Continue the piece about worms on farms becoming resistant to drench, picking up right after its final sentence.

• **READING PASSAGE**
****************************************

Goats are worst affected and some farmers have had to put them indoors. Cattle are showing the early stages of the problem.

Over time, and it's been a very short time, worms have developed a resistance to the three main chemical families used in drench.

So the drenches don't work as well and worms multiply at even faster rates. There are no new chemical families coming up from the research labs anywhere in the world.

It's happened in worms as in many other bugs - if some of them are not killed by treatment, and get only half clobbered, they survive and breed the next generation and resistance develops.

Now it's not difficult to work out how this has happened and will continue. There are, of course, folk who say the problem is exaggerated but many reasonable farmers are worried.

Drenching is a basic chore on the farm. Indeed it saves many a boss from exposing what a disorganised manager he really is.

When the worker asks the boss what jobs are lined up, he's on the spot! After rolling a smoke, the suggestion to go and drench the hoggets always saves his bacon.

Generations of hoggets have been drenched because the boss couldn't think of anything better to do. It's a great job, and at the end you feel that you've slaughtered millions of parasites now writhing in agony and heading for the sheep's rear portal.

Accountants are also to blame. Farmers hate paying tax so they were advised by generations of accountants to buy product at the end of the financial year.

I remember woolsheds stacked high with drench that ended up every month through hoggets, needed or not. It even became fashionable to drench ewes two or three times a year.

Then there are the pharmaceutical companies who come out with new sexy names for the same old chemical drench families, sounding like new drenches.

The pour-on was developed and was even more fun to apply. You just pour it on with much less hassle than trying to hit throats with the gun. Many farmers thought the pour-ons were the answer and didn't read the active ingredients.

****************************************

• **DATASET CONTENT**
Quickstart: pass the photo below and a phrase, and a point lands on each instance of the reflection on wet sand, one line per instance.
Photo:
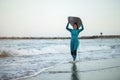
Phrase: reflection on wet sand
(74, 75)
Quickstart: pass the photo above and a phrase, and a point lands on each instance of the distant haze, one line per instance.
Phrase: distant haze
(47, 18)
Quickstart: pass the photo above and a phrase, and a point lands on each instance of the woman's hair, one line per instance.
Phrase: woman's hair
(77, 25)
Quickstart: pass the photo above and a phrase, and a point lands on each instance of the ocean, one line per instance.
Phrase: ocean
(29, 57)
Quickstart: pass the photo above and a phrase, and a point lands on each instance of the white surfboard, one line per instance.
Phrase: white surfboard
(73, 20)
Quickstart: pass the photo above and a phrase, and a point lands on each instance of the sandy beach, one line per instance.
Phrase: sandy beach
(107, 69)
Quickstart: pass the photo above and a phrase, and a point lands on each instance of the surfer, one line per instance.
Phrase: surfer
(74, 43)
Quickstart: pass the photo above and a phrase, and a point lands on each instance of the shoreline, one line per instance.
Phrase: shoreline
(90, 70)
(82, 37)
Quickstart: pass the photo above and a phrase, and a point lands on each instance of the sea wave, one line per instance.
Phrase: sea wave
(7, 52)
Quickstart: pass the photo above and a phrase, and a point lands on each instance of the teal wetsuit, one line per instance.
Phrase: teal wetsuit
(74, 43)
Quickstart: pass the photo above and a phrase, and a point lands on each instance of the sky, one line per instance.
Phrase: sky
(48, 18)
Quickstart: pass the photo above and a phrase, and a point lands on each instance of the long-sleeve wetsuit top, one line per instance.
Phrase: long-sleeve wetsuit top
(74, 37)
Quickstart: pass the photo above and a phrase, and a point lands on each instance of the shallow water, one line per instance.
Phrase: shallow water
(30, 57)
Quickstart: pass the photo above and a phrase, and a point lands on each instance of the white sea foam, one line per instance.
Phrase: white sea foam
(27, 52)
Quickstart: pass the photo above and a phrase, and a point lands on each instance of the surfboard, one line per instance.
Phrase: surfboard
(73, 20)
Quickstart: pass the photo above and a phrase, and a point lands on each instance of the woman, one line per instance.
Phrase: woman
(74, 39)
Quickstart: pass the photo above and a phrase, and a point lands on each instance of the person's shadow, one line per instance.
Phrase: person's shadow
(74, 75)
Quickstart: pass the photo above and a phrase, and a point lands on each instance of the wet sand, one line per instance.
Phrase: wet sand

****************************************

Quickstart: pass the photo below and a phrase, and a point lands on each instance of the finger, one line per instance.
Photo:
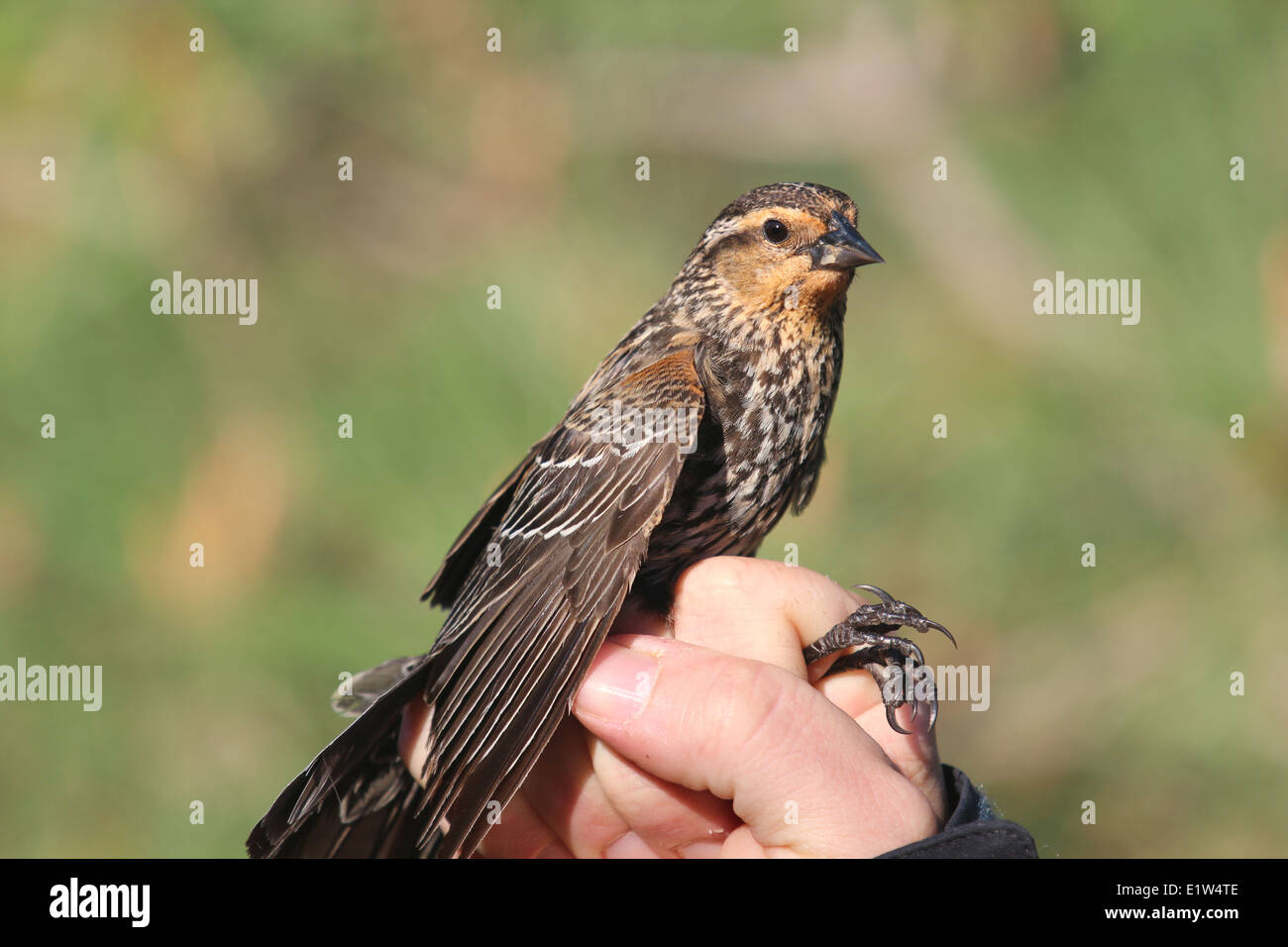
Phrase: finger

****************************************

• **ANSWER**
A new product called anendectocide appeared. It is a drench that kills parasites on the inside and on the outside at the same time. The limited chemical family problem remained.

Veterinary clinics became mini-supermarkets with specials to encourage sales. Vets after all are in business to make profits.

These specials, if you buy the larger quantities, include every gimmick you can think of from Swiss army knives to Bledisloe Cup tickets. Why don't they reduce the price of drench instead?

But some people have stopped to think. One enterprising farmer has developed a kit with which farmers can check their sheep's faecal egg count to see if they have a high load of internal parasite eggs before wasting money on drench. This has been taken up with great enthusiasm by British farmers, who have the same sheep problems as we do.

Why don't pharmaceutical companies give away some free faecal egg count kits?

Some farmers are selecting sheep that have a natural resistance to worms, and this is progressing at a surprisingly good rate.

Others are even taking an organic approach and using home brews containing cider vinegar.

Emphasis has also returned to better pasture management and moving lambs on to clean pastures.